_Description of the task:_ Apart from the pictures, please restate every entry below exactly.

↓

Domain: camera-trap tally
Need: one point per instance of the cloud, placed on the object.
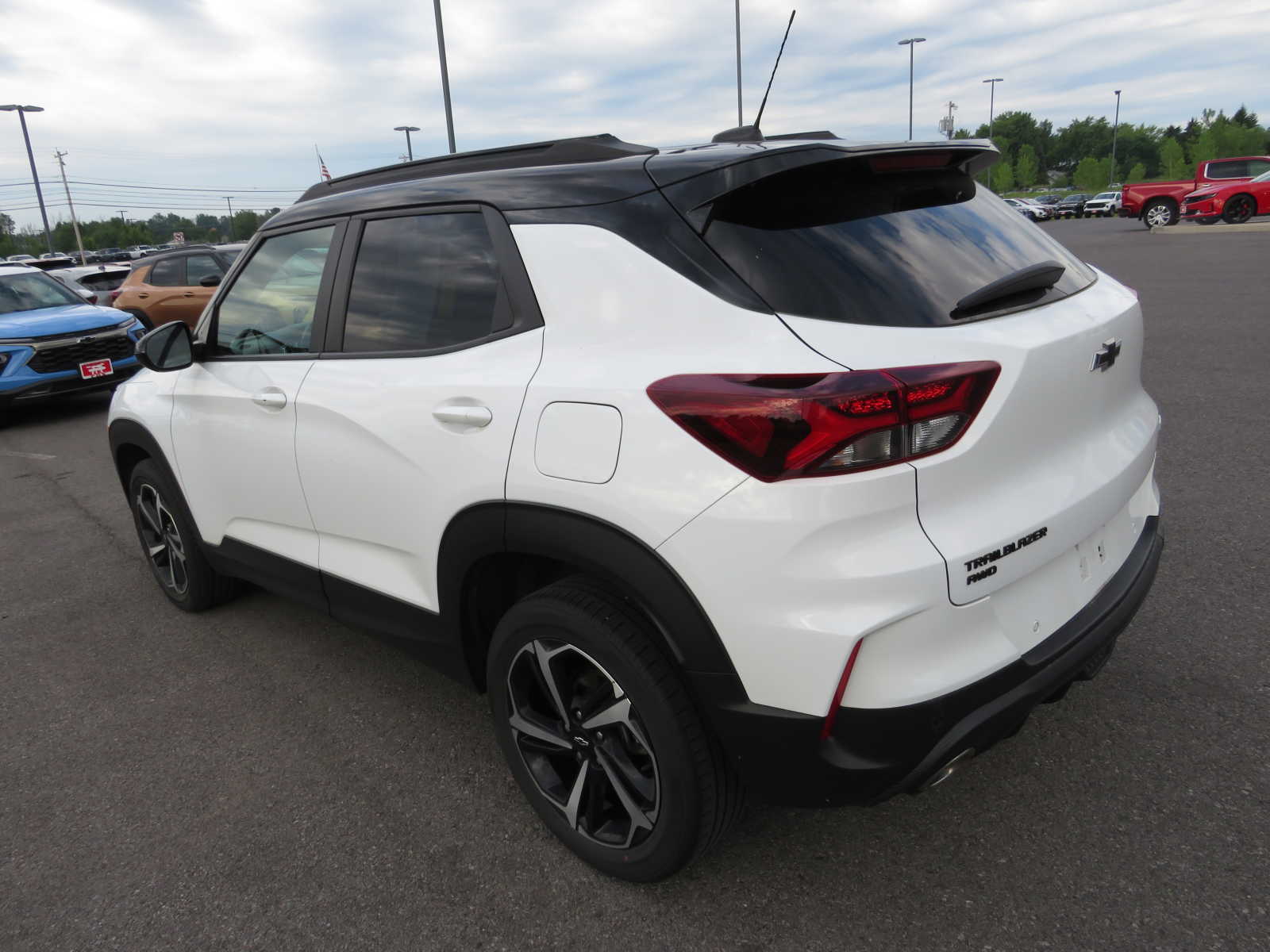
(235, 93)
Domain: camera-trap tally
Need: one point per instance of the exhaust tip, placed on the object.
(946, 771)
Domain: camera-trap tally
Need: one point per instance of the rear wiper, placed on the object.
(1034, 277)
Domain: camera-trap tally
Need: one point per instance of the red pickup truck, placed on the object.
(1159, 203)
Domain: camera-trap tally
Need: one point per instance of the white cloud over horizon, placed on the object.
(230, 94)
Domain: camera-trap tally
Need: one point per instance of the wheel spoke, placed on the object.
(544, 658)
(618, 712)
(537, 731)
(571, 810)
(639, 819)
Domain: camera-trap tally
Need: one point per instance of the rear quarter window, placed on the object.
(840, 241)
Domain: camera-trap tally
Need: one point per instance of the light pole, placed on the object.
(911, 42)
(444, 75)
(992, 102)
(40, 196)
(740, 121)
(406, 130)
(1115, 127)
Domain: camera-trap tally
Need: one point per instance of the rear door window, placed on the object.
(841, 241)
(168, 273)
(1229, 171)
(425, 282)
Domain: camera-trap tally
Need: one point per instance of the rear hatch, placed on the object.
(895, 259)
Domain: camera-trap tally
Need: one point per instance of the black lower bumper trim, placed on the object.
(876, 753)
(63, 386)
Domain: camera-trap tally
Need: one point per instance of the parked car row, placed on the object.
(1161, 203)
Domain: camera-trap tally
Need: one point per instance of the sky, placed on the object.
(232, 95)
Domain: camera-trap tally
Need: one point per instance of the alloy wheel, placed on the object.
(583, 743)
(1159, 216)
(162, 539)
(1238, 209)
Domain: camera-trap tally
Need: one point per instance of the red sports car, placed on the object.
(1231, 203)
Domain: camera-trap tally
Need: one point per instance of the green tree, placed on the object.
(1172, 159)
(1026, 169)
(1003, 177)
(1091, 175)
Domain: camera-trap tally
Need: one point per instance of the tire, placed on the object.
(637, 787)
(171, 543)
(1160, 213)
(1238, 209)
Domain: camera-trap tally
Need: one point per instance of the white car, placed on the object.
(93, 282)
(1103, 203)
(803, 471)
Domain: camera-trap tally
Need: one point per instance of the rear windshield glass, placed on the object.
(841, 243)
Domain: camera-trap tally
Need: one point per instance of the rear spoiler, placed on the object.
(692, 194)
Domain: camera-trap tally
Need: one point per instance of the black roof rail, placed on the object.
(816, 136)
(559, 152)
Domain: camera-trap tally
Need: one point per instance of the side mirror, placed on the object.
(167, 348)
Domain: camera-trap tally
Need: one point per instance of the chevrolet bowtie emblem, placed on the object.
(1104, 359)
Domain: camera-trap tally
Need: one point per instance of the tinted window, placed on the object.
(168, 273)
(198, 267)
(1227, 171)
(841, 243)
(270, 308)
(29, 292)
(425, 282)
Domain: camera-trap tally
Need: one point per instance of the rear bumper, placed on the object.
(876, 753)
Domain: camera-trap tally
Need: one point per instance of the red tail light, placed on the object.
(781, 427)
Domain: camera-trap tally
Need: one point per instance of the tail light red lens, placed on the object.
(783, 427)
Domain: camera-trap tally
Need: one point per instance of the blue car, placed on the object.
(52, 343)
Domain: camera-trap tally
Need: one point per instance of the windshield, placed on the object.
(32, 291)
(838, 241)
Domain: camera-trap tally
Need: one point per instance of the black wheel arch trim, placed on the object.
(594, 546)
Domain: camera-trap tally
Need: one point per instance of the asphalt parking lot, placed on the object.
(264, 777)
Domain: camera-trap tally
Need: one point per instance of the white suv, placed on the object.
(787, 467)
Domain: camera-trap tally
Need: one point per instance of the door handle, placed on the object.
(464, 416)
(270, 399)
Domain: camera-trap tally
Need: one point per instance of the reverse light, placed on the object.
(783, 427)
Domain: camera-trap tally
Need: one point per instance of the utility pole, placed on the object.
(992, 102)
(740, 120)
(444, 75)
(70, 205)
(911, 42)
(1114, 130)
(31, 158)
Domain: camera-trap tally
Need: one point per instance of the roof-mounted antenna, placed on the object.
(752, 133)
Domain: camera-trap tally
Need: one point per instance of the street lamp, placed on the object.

↑

_Task solution:_
Domain: camera-trap tally
Need: one point per instance of the cloud, placed on the object.
(235, 93)
Domain: camera-trap tally
Need: one point per instance of the exhaust tip, placed on the object.
(946, 771)
Domain: camera-trap tally
Need: one point per instance of the rear wiper, placed on the object.
(1034, 277)
Domain: camera-trap tally
Need: one point per instance of the red pickup truck, placed on the object.
(1159, 203)
Domain: camera-trap tally
Need: one point per instance of the white cloud over horizon, placed on the object.
(230, 94)
Domain: camera-trap tally
Need: one point per instance of the wheel spoke, placed on the object.
(544, 658)
(618, 712)
(537, 731)
(571, 810)
(639, 819)
Domain: camera-trap tally
Need: one point per instance of the rear quarter window, placed on the object.
(840, 241)
Domain: camera-trap tally
Need: one point per instance of the light pole, placed on the object.
(911, 42)
(444, 75)
(992, 102)
(40, 196)
(740, 121)
(406, 130)
(1115, 127)
Domain: camera-trap tally
Need: one point per instance of the rear door window, placed on the object.
(841, 241)
(168, 273)
(1229, 171)
(425, 282)
Domain: camera-trap tally
Need: one point per instance of the rear hatch, placed on the object.
(895, 259)
Domain: camera-trap tally
Need: one point per instance of the black lower bumper trim, placed on the object.
(876, 753)
(63, 386)
Domain: camera-trap tally
Need: one point per instance of the parked car row, placed on the object.
(1161, 203)
Domain: camera-trap tally
Need: one point per instance of the sky, placed on the object.
(232, 95)
Domain: camera-trap tally
Need: one point per instance of the alloy wheel, placed on the object.
(583, 743)
(1159, 216)
(162, 539)
(1238, 209)
Domain: camera-trap tally
Need: one point per instance of the red sports car, placed on the object.
(1231, 203)
Domain: camera-trap tally
Need: one point per instance of the green tree, placed on the object.
(1172, 159)
(1026, 169)
(1003, 177)
(1091, 175)
Domain: camera-trap tally
Need: one point per instance of the tire, placed on the object.
(637, 787)
(171, 543)
(1160, 213)
(1238, 209)
Domain: camera-trap tally
Need: one point per instance of the white car, placed on the object.
(93, 282)
(1103, 203)
(803, 471)
Domain: camera-trap tally
Need: one point per instance of the rear windshield glass, placed on the object.
(841, 243)
Domain: camera-trap tally
Need: one point per instance of the rear spoiler, placed on the object.
(692, 194)
Domain: camera-trap tally
Need: one point per instance of the black roof rail, placed on the object.
(816, 136)
(559, 152)
Domain: camera-trap tally
Need: one point per instance of the side mirror, placed on the object.
(167, 348)
Domain: camera-trap tally
Need: one point per instance of the chevrolet bowtie emblem, placed on the object.
(1104, 359)
Domain: camera-trap tally
Need: one point per instance of the tinted window, placed on the object.
(168, 273)
(198, 267)
(1227, 171)
(841, 243)
(270, 308)
(29, 292)
(425, 282)
Domain: camera-trap tally
Need: one point per instance of the rear bumper, placed on the object.
(876, 753)
Domain: camera-trap tally
Need: one point per instance of the red tail light, placed on the object.
(781, 427)
Domain: camera-trap tally
Need: one point per instance of the tail light red lens, placed on the object.
(783, 427)
Domain: camera-trap tally
Need: one point per instance of the blue car, placed on the object.
(52, 343)
Domain: camera-trap tally
Need: one point per instance of the windshield, placed on the object.
(32, 291)
(838, 241)
Domain: camera-trap tally
Need: one point per instance of the black wheel arch trim, placed on the object.
(594, 546)
Domain: camera-trap tally
Need: one point per instance of the asphalt parking lot, placed on the object.
(264, 777)
Domain: camera-trap tally
Need: one point per instance of the white suv, placed on the object.
(787, 467)
Domain: camera-trap tally
Need: one point per instance of the door handle, placed on the object.
(464, 416)
(270, 399)
Domain: camera-trap tally
Need: one point per instance of the reverse light, placed on the object.
(783, 427)
Domain: camera-trap tally
Need: one point per instance of the utility pole, placed on the object.
(992, 102)
(740, 120)
(444, 75)
(70, 205)
(911, 42)
(1114, 130)
(31, 158)
Domain: camera-trap tally
Need: one point per instance of the roof-mounted antenna, placed on the object.
(752, 133)
Domain: camera-trap tally
Need: one point per instance of the street lamp, placed on the object.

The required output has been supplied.